* [Consigne] Repérez chaque ligne des entrées ci-dessous qui contient le mot « background » et recopiez-la, en tenant compte de la casse.

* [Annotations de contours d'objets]
· · · ·
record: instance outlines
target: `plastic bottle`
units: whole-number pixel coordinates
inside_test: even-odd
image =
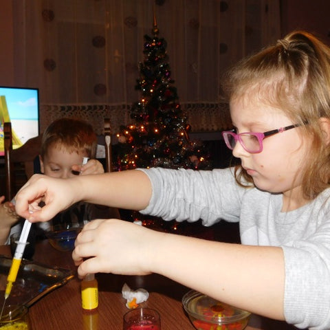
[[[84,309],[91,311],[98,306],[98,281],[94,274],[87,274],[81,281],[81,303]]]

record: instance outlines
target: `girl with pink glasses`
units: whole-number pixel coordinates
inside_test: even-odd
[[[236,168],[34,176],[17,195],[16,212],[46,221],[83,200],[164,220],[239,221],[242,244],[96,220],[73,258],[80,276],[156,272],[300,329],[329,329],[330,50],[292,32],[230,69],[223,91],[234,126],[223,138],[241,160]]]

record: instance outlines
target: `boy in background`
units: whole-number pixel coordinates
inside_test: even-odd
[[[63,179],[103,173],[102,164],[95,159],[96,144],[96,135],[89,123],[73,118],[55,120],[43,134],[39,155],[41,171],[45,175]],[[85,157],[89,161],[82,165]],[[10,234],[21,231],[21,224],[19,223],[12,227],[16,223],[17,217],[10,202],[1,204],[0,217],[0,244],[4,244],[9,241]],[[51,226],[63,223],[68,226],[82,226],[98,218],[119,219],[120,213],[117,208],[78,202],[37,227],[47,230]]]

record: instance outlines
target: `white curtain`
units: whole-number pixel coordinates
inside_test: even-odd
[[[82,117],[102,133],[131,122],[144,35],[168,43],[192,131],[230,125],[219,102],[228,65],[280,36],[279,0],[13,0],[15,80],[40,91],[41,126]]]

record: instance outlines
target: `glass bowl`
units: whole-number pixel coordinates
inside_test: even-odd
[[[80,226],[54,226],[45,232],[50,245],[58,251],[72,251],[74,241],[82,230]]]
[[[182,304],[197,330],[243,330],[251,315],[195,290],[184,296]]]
· · · ·
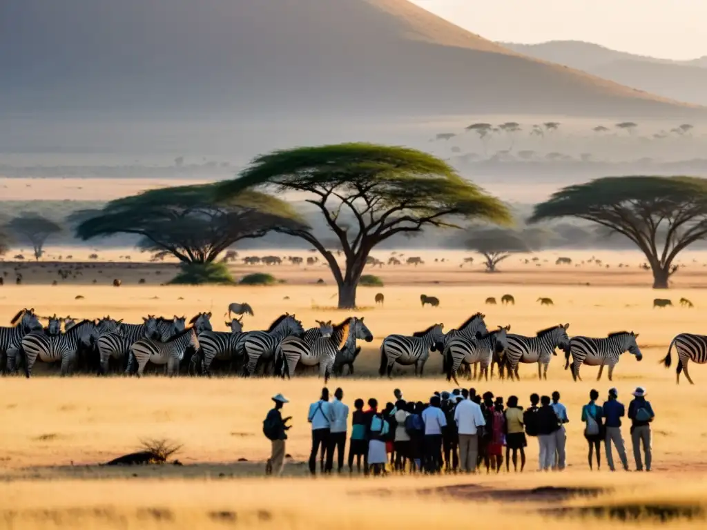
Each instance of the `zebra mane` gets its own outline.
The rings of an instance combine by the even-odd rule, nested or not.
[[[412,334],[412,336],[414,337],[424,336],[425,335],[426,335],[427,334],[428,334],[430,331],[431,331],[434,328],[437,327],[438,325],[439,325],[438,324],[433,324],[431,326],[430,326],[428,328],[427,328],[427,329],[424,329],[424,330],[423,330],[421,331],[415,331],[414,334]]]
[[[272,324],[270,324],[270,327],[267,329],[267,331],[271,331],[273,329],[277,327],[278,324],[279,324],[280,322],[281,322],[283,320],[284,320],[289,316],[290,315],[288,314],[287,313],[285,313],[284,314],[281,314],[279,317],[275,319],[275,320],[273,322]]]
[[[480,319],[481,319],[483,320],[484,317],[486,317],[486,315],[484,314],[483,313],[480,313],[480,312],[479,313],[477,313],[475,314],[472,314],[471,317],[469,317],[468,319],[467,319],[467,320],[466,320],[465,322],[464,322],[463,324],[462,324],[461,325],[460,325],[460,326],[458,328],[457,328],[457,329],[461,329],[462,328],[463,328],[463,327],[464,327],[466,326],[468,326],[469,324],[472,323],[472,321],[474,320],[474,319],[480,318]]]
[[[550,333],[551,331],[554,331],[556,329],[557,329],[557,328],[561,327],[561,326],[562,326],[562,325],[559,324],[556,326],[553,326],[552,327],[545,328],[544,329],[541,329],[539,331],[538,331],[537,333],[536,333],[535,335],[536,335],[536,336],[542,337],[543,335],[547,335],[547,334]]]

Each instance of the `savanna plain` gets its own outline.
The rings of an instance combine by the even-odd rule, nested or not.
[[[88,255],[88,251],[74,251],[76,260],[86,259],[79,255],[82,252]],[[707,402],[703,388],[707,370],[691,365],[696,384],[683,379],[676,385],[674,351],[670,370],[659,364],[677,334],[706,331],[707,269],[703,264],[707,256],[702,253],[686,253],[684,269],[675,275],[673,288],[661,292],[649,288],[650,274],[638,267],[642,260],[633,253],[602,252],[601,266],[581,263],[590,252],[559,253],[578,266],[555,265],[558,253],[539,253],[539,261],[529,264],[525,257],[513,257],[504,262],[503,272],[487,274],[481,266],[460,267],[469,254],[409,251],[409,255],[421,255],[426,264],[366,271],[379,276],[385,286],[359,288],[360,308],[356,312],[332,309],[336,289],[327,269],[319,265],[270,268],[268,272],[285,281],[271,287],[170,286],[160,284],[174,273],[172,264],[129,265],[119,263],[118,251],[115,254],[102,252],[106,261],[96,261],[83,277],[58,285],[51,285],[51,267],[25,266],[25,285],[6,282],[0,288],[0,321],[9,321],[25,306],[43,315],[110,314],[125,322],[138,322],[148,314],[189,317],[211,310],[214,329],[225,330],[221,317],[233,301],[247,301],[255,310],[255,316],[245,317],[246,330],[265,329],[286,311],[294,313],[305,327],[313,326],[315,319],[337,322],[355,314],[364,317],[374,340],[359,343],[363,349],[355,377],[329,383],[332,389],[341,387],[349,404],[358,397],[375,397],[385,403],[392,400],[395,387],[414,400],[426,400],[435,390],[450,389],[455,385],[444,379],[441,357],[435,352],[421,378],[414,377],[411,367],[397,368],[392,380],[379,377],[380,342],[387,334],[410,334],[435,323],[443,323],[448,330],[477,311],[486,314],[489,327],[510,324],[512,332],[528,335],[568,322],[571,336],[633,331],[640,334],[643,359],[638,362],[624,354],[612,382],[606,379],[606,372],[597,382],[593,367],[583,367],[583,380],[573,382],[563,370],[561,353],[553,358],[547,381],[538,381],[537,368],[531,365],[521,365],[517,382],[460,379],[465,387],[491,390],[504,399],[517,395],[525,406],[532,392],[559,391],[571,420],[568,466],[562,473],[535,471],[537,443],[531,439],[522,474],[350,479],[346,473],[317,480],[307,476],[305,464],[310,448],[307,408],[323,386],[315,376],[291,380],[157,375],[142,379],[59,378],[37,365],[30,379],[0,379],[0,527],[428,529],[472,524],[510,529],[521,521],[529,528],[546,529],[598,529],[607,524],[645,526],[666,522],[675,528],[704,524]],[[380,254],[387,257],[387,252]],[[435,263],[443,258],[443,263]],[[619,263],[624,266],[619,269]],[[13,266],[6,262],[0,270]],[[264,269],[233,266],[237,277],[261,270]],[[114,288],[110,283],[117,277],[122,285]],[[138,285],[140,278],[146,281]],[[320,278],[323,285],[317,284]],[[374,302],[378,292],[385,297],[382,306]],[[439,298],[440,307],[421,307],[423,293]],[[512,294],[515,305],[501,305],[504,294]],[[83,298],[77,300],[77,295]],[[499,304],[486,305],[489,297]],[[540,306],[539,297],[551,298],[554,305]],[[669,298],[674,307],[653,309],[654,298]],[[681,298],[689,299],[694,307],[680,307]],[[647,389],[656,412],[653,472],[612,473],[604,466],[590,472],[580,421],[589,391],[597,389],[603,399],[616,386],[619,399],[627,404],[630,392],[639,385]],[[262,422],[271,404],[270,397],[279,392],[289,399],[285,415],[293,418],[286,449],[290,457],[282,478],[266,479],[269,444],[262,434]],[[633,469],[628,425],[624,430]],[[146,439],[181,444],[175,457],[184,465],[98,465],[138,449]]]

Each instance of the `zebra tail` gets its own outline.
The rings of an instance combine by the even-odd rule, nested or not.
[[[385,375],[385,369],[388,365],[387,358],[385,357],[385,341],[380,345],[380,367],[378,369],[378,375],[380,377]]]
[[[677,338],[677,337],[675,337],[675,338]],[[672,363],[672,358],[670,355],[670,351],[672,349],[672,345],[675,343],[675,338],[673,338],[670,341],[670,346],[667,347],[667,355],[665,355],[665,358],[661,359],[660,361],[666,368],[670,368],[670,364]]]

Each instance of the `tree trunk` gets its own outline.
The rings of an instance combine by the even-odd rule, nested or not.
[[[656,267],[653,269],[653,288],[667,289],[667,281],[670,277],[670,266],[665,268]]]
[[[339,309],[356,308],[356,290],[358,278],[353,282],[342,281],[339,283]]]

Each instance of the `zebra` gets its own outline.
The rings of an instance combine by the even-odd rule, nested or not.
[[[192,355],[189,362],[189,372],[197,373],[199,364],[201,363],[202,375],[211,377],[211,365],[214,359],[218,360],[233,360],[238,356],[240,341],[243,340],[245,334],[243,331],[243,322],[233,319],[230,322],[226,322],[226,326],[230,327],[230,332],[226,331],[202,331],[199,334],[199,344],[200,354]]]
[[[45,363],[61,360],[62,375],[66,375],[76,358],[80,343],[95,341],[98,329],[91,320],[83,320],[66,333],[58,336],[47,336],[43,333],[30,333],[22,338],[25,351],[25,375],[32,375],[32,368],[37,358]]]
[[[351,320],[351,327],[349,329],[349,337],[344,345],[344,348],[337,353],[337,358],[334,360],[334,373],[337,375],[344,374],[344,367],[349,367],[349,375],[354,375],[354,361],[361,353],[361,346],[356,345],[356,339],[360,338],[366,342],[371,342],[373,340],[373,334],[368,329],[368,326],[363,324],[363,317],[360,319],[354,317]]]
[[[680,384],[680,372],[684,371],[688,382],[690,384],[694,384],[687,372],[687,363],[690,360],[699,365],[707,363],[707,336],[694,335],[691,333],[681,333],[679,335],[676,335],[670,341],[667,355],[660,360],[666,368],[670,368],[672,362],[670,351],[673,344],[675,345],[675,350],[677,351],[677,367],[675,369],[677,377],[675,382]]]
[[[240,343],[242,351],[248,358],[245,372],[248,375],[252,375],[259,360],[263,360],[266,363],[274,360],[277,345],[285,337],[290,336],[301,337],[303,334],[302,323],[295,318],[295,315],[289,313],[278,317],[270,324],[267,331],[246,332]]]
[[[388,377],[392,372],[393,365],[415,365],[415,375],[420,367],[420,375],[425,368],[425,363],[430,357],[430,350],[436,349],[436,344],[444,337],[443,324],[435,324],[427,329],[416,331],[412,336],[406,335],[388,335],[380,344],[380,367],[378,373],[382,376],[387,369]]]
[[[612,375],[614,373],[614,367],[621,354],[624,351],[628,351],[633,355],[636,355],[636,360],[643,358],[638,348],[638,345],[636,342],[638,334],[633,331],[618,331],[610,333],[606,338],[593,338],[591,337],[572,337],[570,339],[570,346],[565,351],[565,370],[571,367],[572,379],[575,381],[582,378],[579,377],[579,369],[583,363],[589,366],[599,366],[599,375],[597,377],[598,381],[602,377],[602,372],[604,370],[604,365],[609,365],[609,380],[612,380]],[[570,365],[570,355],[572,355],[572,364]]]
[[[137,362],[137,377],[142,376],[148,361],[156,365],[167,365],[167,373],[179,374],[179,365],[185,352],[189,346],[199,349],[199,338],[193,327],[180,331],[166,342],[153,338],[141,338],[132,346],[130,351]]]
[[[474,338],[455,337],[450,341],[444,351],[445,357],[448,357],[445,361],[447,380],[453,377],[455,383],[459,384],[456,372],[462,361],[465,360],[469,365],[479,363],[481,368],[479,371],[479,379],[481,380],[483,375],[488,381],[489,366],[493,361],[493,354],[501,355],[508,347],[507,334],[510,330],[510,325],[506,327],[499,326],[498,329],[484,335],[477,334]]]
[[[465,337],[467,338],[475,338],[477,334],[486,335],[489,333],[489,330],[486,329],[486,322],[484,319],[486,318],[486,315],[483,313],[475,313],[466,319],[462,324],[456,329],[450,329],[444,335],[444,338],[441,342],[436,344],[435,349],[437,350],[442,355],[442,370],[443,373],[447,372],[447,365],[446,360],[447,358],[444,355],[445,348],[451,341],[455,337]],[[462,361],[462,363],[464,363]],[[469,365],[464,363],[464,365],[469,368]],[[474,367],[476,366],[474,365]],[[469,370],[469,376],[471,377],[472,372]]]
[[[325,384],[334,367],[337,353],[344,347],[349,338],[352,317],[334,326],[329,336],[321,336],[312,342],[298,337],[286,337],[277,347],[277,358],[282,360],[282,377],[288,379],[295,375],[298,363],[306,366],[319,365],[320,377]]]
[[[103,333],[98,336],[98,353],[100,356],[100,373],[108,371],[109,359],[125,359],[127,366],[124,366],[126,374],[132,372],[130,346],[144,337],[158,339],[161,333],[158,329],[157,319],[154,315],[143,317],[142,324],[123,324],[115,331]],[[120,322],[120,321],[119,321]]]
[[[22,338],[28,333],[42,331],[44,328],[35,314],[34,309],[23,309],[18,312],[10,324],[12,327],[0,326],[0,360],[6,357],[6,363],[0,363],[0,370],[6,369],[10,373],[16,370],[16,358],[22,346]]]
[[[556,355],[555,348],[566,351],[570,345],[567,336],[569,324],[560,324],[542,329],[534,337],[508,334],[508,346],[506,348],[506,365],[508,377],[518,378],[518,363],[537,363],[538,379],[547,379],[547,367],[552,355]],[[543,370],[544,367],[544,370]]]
· · · ·
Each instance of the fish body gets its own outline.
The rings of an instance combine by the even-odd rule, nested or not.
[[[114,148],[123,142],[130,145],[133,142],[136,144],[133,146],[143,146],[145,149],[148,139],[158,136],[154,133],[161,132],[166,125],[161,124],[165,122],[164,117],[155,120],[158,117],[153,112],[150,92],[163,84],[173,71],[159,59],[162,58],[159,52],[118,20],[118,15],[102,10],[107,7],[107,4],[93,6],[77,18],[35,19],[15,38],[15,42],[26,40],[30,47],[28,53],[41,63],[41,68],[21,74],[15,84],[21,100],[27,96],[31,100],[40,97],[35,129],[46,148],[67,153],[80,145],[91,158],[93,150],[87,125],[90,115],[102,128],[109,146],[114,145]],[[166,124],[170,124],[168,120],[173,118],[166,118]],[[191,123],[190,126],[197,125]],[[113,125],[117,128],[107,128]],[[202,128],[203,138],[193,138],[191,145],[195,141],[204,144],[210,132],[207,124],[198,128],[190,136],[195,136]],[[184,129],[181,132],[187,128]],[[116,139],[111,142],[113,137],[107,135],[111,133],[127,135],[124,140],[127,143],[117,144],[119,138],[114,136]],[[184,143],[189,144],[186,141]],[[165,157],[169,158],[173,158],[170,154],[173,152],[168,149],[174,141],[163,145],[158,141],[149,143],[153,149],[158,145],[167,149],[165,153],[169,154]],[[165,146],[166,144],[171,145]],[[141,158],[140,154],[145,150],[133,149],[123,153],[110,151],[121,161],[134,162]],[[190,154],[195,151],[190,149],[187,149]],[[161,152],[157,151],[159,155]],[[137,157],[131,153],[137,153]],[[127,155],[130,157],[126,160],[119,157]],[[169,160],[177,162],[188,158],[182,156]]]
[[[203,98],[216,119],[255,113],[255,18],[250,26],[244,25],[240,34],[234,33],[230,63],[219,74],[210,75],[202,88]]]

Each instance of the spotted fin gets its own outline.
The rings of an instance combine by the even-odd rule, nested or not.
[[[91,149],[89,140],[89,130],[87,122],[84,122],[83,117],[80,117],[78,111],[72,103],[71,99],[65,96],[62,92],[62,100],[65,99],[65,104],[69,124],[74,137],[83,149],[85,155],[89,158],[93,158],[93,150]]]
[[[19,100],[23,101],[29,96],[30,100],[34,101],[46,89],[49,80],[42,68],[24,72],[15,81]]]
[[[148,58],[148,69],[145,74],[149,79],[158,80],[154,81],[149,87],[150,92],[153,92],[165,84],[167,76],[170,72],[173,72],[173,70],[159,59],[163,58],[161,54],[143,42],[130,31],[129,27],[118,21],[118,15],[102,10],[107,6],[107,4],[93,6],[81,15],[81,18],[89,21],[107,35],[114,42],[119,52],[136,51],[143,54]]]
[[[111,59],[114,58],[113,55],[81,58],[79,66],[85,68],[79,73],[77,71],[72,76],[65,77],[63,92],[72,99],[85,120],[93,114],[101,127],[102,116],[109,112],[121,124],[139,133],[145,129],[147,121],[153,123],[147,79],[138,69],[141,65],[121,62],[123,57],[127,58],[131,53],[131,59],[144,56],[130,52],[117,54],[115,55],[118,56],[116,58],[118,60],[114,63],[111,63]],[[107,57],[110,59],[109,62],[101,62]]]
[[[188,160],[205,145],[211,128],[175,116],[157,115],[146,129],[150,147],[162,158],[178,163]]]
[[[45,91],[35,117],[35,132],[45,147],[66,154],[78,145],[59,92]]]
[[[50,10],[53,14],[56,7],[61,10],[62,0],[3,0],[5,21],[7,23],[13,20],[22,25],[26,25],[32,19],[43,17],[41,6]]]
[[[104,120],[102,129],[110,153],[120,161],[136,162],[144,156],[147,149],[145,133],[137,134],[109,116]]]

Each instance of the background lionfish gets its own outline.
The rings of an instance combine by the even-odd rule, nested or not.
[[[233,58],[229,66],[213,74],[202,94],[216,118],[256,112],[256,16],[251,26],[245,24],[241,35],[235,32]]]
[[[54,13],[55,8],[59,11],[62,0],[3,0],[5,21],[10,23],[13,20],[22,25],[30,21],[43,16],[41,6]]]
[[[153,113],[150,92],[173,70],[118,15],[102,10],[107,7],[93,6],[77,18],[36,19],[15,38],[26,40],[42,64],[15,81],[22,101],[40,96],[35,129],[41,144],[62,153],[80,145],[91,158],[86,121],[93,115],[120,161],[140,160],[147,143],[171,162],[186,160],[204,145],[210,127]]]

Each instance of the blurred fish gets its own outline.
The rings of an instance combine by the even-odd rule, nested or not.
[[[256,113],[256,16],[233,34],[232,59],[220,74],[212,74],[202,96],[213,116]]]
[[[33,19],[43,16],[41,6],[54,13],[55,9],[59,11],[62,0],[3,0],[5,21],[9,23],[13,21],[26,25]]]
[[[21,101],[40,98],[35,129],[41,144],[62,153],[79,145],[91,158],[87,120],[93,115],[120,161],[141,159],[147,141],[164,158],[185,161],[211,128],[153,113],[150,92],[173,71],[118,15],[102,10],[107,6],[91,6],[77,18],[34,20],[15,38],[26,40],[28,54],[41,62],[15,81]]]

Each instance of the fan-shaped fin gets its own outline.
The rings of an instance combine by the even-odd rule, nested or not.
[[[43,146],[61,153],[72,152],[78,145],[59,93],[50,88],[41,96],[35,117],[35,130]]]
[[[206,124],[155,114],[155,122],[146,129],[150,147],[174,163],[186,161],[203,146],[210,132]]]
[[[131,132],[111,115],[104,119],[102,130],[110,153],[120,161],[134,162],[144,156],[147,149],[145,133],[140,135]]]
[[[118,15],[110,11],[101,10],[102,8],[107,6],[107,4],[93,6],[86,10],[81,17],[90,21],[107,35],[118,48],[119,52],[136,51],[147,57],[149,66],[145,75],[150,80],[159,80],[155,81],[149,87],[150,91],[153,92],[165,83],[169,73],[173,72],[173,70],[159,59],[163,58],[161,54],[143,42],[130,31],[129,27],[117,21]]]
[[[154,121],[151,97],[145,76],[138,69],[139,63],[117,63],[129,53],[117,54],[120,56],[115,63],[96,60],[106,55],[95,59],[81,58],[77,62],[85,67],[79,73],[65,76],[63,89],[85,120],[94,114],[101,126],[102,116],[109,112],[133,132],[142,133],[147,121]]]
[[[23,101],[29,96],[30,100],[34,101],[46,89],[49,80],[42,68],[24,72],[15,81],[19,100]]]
· · · ·
* [Solution]
target: `boy in background`
Each instance of the background lionfish gets its own outline.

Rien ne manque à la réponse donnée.